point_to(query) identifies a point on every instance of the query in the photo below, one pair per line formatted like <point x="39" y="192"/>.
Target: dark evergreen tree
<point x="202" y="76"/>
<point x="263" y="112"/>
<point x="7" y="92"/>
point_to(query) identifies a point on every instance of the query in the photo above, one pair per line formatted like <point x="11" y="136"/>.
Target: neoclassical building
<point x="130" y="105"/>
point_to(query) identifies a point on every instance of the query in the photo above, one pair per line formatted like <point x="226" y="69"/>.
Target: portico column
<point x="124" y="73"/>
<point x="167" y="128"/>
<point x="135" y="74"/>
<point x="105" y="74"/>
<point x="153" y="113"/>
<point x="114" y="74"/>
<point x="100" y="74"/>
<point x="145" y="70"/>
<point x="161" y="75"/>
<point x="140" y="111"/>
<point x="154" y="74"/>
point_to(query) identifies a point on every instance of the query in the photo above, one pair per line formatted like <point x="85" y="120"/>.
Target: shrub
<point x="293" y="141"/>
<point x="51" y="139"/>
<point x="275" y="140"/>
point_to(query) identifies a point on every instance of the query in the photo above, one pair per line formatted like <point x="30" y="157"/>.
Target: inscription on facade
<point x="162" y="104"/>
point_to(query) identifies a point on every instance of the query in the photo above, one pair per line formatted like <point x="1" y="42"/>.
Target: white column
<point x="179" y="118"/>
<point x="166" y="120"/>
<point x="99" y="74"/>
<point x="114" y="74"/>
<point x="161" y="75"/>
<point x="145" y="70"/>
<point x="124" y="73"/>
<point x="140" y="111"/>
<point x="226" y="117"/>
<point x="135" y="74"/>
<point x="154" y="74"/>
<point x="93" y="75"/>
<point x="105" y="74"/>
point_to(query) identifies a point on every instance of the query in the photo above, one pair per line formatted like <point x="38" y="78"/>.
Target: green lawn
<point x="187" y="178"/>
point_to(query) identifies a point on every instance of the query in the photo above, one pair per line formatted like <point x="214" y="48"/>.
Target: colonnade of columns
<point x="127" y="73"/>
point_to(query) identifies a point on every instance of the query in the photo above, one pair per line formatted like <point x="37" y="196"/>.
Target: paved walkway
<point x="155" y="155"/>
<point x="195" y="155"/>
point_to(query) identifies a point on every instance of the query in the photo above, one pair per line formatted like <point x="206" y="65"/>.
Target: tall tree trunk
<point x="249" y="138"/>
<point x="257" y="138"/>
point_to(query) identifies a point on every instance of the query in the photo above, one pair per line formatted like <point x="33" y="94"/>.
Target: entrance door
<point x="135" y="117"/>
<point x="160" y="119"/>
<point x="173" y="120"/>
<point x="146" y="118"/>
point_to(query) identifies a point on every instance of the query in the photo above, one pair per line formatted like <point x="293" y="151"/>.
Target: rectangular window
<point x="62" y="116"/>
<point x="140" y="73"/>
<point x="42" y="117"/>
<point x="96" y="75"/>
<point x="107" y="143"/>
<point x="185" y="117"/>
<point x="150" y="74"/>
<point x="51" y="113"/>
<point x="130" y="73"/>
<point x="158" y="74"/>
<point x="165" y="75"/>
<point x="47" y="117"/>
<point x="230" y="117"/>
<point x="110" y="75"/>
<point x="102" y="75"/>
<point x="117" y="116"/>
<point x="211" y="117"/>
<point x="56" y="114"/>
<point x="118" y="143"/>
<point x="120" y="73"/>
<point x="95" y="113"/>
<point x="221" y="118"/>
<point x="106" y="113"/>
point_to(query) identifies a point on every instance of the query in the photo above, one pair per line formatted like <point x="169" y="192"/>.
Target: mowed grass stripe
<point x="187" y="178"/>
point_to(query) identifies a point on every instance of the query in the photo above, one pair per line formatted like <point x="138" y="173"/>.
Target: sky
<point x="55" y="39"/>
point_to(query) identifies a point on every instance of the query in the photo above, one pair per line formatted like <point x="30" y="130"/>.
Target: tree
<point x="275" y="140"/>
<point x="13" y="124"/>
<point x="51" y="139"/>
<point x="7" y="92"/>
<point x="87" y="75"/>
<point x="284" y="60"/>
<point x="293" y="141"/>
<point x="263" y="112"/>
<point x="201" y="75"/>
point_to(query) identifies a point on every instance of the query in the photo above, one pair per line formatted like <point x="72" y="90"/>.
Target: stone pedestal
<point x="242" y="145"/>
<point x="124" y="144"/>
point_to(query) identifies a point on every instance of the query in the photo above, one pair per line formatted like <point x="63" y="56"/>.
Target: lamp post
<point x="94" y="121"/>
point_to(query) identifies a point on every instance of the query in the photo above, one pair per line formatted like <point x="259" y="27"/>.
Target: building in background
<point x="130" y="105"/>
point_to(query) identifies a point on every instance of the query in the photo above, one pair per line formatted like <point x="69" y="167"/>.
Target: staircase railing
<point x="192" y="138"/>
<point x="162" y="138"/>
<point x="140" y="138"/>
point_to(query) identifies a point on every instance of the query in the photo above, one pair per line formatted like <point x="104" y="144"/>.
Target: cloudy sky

****************************************

◆ About this exercise ◆
All entries should be transcribed verbatim.

◆ Answer section ◆
point_to(query) identifies a point on every instance of the query in the photo below, one pair per line formatted like <point x="39" y="192"/>.
Target: dark evergreen tree
<point x="202" y="76"/>
<point x="263" y="112"/>
<point x="7" y="92"/>
point_to(query) identifies a point on every instance of the query in the photo above, one pair per line formatted like <point x="11" y="136"/>.
Target: neoclassical building
<point x="130" y="105"/>
point_to(query) identifies a point on every instance of the query in the photo above, one pair per line formatted like <point x="226" y="69"/>.
Target: portico column
<point x="124" y="73"/>
<point x="167" y="128"/>
<point x="135" y="74"/>
<point x="105" y="74"/>
<point x="153" y="113"/>
<point x="114" y="74"/>
<point x="100" y="74"/>
<point x="145" y="70"/>
<point x="161" y="75"/>
<point x="140" y="111"/>
<point x="154" y="74"/>
point_to(query) identifies a point on every instance of the query in the photo above, one pair per line formatted like <point x="85" y="120"/>.
Target: shrub
<point x="293" y="141"/>
<point x="51" y="139"/>
<point x="275" y="140"/>
point_to(query) identifies a point on every instance of the query in the photo above, one pair per line formatted like <point x="30" y="157"/>.
Target: inscription on facade
<point x="162" y="104"/>
point_to(query) identifies a point on every instance of the query in the photo above, one pair per line formatted like <point x="1" y="42"/>.
Target: white column
<point x="179" y="118"/>
<point x="166" y="120"/>
<point x="99" y="74"/>
<point x="114" y="74"/>
<point x="161" y="75"/>
<point x="145" y="70"/>
<point x="124" y="73"/>
<point x="140" y="111"/>
<point x="226" y="117"/>
<point x="135" y="74"/>
<point x="154" y="74"/>
<point x="93" y="75"/>
<point x="105" y="74"/>
point_to(query) identifies a point on every instance of the query in the photo above, one pair per line formatted like <point x="38" y="78"/>.
Target: green lawn
<point x="187" y="178"/>
point_to(query) identifies a point on every instance of the query in the photo above, one pair per line formatted like <point x="214" y="48"/>.
Target: colonnade of columns
<point x="127" y="73"/>
point_to(query) identifies a point on every instance of the query in the photo above, one pair per line formatted like <point x="37" y="196"/>.
Target: paved walkway
<point x="155" y="155"/>
<point x="195" y="155"/>
point_to(query) identifies a point on every instance of the query in the photo above, one pair per line formatted like <point x="206" y="65"/>.
Target: tall tree trunk
<point x="249" y="138"/>
<point x="257" y="138"/>
point_to(query) identifies a point on every instance of the query in the photo above, one pair per line formatted like <point x="33" y="94"/>.
Target: entrance door
<point x="135" y="117"/>
<point x="160" y="119"/>
<point x="173" y="120"/>
<point x="146" y="118"/>
point_to(query) identifies a point on every instance of the query in the photo above, one pair per line formatted like <point x="293" y="151"/>.
Target: rectangular window
<point x="62" y="116"/>
<point x="140" y="73"/>
<point x="42" y="117"/>
<point x="96" y="75"/>
<point x="107" y="143"/>
<point x="185" y="117"/>
<point x="150" y="74"/>
<point x="51" y="113"/>
<point x="130" y="73"/>
<point x="158" y="74"/>
<point x="165" y="75"/>
<point x="47" y="117"/>
<point x="230" y="117"/>
<point x="110" y="75"/>
<point x="102" y="75"/>
<point x="117" y="116"/>
<point x="211" y="117"/>
<point x="56" y="114"/>
<point x="118" y="143"/>
<point x="120" y="73"/>
<point x="95" y="113"/>
<point x="221" y="118"/>
<point x="106" y="113"/>
point_to(query) identifies a point on every instance of the query in the photo above, one pair per line formatted like <point x="169" y="192"/>.
Target: mowed grass stripe
<point x="187" y="178"/>
point_to(query) identifies a point on every instance of the query in the photo above, one pair per line formatted like <point x="138" y="173"/>.
Target: sky
<point x="55" y="39"/>
point_to(query) identifies a point on every instance of the query in the photo above, one pair per line formatted like <point x="30" y="130"/>.
Target: tree
<point x="275" y="140"/>
<point x="13" y="124"/>
<point x="51" y="139"/>
<point x="7" y="92"/>
<point x="87" y="75"/>
<point x="284" y="60"/>
<point x="293" y="141"/>
<point x="263" y="112"/>
<point x="201" y="75"/>
point_to(query) identifies a point on every instance of the query in the photo above, one pair per line formatted like <point x="72" y="90"/>.
Target: stone pedestal
<point x="242" y="145"/>
<point x="124" y="144"/>
point_to(query) identifies a point on every instance of the query in the photo above, one pair per line formatted like <point x="63" y="56"/>.
Target: lamp post
<point x="94" y="121"/>
point_to(query) identifies a point on every instance of the query in the photo above, one pair per line formatted like <point x="259" y="27"/>.
Target: building in background
<point x="130" y="105"/>
point_to(query) identifies a point on every instance of the query in the photo above, one pair per line formatted like <point x="69" y="167"/>.
Target: staircase railing
<point x="192" y="138"/>
<point x="162" y="138"/>
<point x="140" y="138"/>
point_to(query) identifies a point on every instance of the query in the photo above, one pair per line formatted like <point x="104" y="144"/>.
Target: cloudy sky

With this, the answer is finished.